◆ **What is asked**: Output the lines of every item below as a JSON list of strings, one string per line, leaving out any blank lines.

Stored items:
::::::

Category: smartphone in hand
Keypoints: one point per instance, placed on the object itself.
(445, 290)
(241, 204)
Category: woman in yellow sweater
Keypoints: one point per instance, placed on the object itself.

::::::

◆ **Expected output**:
[
  "Category: smartphone in hand",
  "Keypoints: one point per instance, placed on the object itself.",
  "(445, 290)",
  "(241, 204)",
  "Category: woman in yellow sweater",
  "Keypoints: one point per instance, placed on the object itself."
]